## Required task:
Revise the material below so that every occurrence of "photograph" becomes "image", with everything else left unchanged. Leave the pictures out of your answer.

-- START OF Records provided --

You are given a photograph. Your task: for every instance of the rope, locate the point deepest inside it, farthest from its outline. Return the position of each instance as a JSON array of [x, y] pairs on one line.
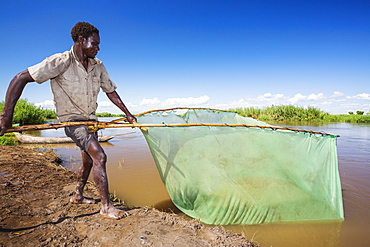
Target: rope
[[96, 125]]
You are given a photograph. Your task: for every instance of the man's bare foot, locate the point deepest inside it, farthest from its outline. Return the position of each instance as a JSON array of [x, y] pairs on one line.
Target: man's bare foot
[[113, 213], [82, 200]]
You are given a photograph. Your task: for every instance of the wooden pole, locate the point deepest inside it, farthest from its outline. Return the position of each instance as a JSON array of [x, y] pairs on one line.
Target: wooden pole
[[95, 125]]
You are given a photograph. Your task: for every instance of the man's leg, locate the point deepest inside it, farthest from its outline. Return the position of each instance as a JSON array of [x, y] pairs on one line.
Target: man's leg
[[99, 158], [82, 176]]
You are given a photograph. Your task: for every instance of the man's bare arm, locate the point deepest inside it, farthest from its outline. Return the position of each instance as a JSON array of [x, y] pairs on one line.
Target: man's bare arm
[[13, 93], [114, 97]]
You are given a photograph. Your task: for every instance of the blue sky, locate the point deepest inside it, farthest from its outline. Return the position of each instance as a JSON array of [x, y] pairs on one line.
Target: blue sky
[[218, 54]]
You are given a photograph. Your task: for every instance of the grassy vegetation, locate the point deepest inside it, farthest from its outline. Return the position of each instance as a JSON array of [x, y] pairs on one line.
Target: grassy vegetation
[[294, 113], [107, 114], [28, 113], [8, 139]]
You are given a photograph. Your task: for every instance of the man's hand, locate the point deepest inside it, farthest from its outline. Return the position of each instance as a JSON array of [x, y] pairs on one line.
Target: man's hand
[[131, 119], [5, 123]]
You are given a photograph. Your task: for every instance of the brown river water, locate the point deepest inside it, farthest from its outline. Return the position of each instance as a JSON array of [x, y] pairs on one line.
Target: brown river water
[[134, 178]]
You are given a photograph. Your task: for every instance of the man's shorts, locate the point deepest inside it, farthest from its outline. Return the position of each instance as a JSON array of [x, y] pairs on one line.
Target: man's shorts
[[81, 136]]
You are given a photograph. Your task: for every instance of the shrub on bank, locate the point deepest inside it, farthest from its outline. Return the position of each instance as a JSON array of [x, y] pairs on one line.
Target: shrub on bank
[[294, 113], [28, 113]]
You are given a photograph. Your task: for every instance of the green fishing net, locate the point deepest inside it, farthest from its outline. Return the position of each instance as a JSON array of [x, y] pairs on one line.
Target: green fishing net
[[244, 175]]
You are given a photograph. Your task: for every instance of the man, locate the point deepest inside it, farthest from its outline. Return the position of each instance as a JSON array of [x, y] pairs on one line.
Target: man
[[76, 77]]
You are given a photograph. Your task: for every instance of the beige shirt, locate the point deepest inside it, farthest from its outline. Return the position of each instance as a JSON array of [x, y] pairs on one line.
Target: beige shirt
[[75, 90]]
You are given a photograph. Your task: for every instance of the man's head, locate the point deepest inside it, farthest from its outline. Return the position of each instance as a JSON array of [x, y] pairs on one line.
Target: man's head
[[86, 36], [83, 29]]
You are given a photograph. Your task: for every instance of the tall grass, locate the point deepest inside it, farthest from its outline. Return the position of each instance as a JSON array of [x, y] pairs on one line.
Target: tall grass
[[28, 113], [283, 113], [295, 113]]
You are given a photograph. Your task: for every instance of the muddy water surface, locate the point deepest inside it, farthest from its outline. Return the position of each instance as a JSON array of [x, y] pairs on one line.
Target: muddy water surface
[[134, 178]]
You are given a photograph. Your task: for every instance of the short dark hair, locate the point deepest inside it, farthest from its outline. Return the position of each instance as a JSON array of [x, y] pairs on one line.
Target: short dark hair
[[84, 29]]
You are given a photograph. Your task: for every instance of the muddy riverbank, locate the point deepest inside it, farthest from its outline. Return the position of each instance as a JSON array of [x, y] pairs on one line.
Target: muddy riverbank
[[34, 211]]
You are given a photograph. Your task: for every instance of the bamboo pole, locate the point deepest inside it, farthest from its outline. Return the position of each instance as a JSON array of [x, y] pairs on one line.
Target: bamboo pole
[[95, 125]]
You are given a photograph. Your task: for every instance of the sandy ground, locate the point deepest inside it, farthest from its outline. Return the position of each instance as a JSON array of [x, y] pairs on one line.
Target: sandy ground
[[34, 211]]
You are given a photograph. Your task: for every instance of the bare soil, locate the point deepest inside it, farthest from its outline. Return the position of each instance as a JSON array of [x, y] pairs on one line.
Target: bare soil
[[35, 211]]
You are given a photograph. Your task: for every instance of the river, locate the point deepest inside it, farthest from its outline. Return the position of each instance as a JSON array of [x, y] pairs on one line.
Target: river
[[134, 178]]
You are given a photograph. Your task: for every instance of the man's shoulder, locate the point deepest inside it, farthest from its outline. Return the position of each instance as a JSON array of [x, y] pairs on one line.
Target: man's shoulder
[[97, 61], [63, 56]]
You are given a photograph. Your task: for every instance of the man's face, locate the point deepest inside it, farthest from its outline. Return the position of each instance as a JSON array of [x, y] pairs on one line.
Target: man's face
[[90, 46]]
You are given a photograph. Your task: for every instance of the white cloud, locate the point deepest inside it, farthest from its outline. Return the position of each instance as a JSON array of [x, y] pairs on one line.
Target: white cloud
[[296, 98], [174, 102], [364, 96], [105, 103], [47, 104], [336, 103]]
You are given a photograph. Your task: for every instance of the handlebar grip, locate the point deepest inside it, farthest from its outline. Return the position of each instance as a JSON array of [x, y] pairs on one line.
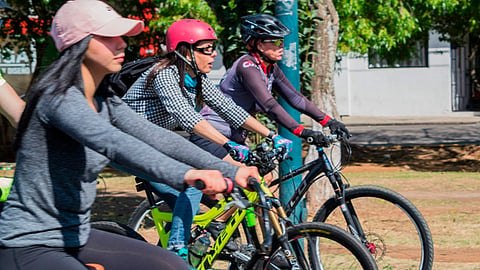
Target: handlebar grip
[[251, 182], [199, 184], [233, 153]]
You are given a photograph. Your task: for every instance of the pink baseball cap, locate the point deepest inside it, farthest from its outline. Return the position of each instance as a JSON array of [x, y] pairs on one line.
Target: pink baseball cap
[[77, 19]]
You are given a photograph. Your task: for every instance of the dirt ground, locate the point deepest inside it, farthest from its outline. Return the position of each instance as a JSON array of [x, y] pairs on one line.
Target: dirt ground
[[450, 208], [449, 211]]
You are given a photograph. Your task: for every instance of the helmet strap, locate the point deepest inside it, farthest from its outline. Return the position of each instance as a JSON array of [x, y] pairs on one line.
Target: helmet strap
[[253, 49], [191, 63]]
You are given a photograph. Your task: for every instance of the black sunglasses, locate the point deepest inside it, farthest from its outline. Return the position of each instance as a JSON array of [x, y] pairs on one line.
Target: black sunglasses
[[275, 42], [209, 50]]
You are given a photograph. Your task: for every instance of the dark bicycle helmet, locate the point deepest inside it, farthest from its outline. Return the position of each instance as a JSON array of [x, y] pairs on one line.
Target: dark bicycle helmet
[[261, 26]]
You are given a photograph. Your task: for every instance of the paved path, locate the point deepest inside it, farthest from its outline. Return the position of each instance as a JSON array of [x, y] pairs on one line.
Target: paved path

-- END OF Records provided --

## Correct answer:
You are given a image. Your task: for every instance of the rope, locate the point deepest inside it, farthest from its outline. Return the position of each instance as a JSON array of [x, y] pairs on one line.
Target: rope
[[96, 125]]
You are given a image. Your task: for every instance of the man's bare foot, locate the point deepest inside it, farthest from its outline. Return the position of each instance as a JSON array of [x, y] pairs on one line.
Target: man's bare foot
[[113, 213], [82, 200]]
You are given a image. Your task: for every instance of the wooden pole, locate the point deepest inside it, farthest from its outline. Return the position of each instance as a JSON array of [x, y] pairs on one line.
Target: wooden pole
[[95, 125]]
You are given a image. Your task: for every instance of the man's leg, locate the point deepest inside it, farthest from its outline. Return the position of each instance as a JSON array of [x, y] pairs on one line.
Target: man's leg
[[99, 158], [82, 176]]
You are given a image. Your task: for every instance of the man's bare arm, locate the point deepest inside it, farthest from its outline. Return the position of each instance as a JSON array of [x, y] pairs on one line.
Target: man's bare arm
[[13, 93], [114, 97]]
You are given a image. Your task: for every instance of the blue sky, locate the point deepest inside it, farthest from its outline. Return the position of each instance as a JSON array of [x, y] pairs on one line.
Target: blue sky
[[218, 54]]
You are given a image. Your task: for every instance of the grassy vegetation, locate the point deepest inside it, farthest from its outline. Return the position of each instance as a JSON array of [x, y] pairs on one line.
Target: grassy vegetation
[[294, 113], [107, 114], [28, 113], [8, 139]]
You are given a image. Your task: for every instance of the man's hand, locate the point deepest inside it, farthest from its outline. Return the position of each instance as a JSON array of [x, y] pairs on one line.
Target: man's hand
[[131, 119], [5, 123]]
You are given a image. Your task: for every instance of the brown river water, locate the point deepest inside it, farthest from its outline. Return the position of each instance as a JSON array of [x, y] pairs on one line.
Target: brown river water
[[134, 178]]
You are given a image. Your task: for every instance of the man's shorts, locate the point deepest inside it, farthest from its outline. Return the position of each instance as a JSON array of [x, y] pairs on one line.
Target: man's shorts
[[81, 136]]
You are given a image. Your task: for every instance of the shrub on bank, locate the point deepest inside it, farthest from its outline. Return the position of each instance as a JSON array of [x, y] pairs on one line.
Target: shrub on bank
[[294, 113], [28, 113]]
You are given a image. Your task: for every instance of the green fishing net, locate the point deepest inside it, farthest from its outline. Return the position of each instance as a JSON array of [x, y] pairs on one line.
Target: green fishing net
[[244, 175]]
You are given a image. Your task: for every instance of the man, locate the point deepest inside it, farthest from its outline. Return the position of each instance as a JSON array of [x, y] pairs on one line.
Target: man
[[76, 77]]
You are given a image. Your task: for every instance of the beige shirt, locate the point deepest inside it, farthest from its outline. Return the position of each instance as a JSON array of [x, y] pairs on one line.
Target: beige shirt
[[75, 90]]
You are given a image. Your task: for every instance of the man's head, locate the point deepest inside it, farthest from its outline. Return the position of each instance as a JSON array of [x, y] pairs on one line.
Target: man's head
[[86, 36], [83, 29]]
You are given a image. Your task: for every instance of the tall grass, locate the point deepest inside it, farthest from its outline. Return the position of each instance as a JSON array of [x, y] pairs on one line.
Target: tall grass
[[28, 113], [283, 113], [295, 113]]
You are given a image. Your task: for every instance of the muddy water surface, locate the point deepest inside it, farthest from its outline. Return the position of each instance as a JSON array of [x, y] pairs on one line.
Target: muddy water surface
[[134, 178]]
You are given a image. Your task: for every instance of the short dark hair, locate the point deepest inside it, farthest from its outline. Return the position of each instance as a JSON array of [x, y] pairs on one line.
Target: short dark hair
[[84, 29]]
You are given a image. Your task: for every instance of the muddy riverbank, locate the point deepest inside it, farthest from its outline. Return the position of each instance as a JSON array of [x, y] pairs on one line.
Target: muddy riverbank
[[34, 211]]
You are given a image. Your task: for every instance of the bamboo pole, locate the point deepest inside it, farthest from its outline. Return the position of each instance as a JSON array of [x, y] pairs on one line.
Target: bamboo pole
[[95, 125]]
You are given a image. Your task: for every instance of the sandy ground, locate the point deepest inside it, farthest from its outline. Return the position of each instance as a JSON array of [x, y] pairs on one line.
Target: sandy ground
[[34, 211]]
You are given a image. Your task: for every instance of the bare soil, locate the point deepest inside it, farthest from its outline. Return the position of each instance as a JSON array of [x, y] pairs on one line.
Target: bare soil
[[35, 211]]
You are given a image. Your task: for every instance of the river, locate the point deepest inside it, farthest from its outline. Return the position of each instance as a JSON array of [x, y] pairs on one line.
Target: river
[[134, 178]]
You are given a image. Your task: for every instance of the man's shoulder, locate the point deepest inside it, farthest from its outline. Return the position of each instance as a JSON array of [x, y] pairs on one line.
Target: man's shoulder
[[97, 61], [63, 56]]
You are given a image. Your task: for every instance of the man's face, locate the point deepest inside it, farthest from its outline. Return the position of each instance as a JSON array of [x, y] pairs on one line.
Target: man's face
[[90, 46]]
You are given a image. Your task: for every instance of the white cloud, locate the point deepest inside it, farthest from its outline. Return the position of each instance as a JSON array of [x, y] pairs on one line.
Target: white cloud
[[296, 98], [174, 102], [364, 96], [105, 103], [47, 104], [336, 103]]
You are given a image. Your task: for every instance of the handlebar grip, locate the point deepest inside it, farthest from its outline. Return the position of each instance as a JSON array of [x, y] pairs on one line.
Target: handlebar grip
[[251, 182], [199, 184], [233, 153]]
You are given a image. Your task: for every instance of the pink baseball cap, locate the point deepest inside it, farthest from its outline. Return the position of each instance as a JSON array of [x, y] pairs on one line.
Target: pink baseball cap
[[77, 19]]
You are given a image. Your task: for every instance of the dirt ground, locate the point deepest inside it, farthest from its outline. Return the position of each instance as a JSON array of [x, y] pairs on one line.
Target: dirt ground
[[450, 208], [449, 211]]
You are given a image. Your task: for every instance of the helmet strap, locate the point deepest inside it, farthest from its outline. Return the position of each instance as a JSON array of [x, y] pairs on one line.
Target: helmet strap
[[253, 49], [191, 63]]
You are given a image. Your task: for every instance of the black sunglasses, locate the point deepest inside it, farthest from its outline. Return the position of each instance as a JSON array of [x, y] pairs on one line.
Target: black sunglasses
[[275, 42], [209, 50]]
You are given a image. Your task: for every instance of the dark bicycle helmet, locate the point deepest inside it, farthest from its outline. Return the position of each instance as a JSON array of [x, y] pairs on one line.
Target: dark bicycle helmet
[[261, 26]]
You are given a image. Your task: for every instance of the paved path, locate the point deepest inside it, farthest from its outline. Return the position of each instance as a JSON array of [x, y] pairs on one line.
Target: paved path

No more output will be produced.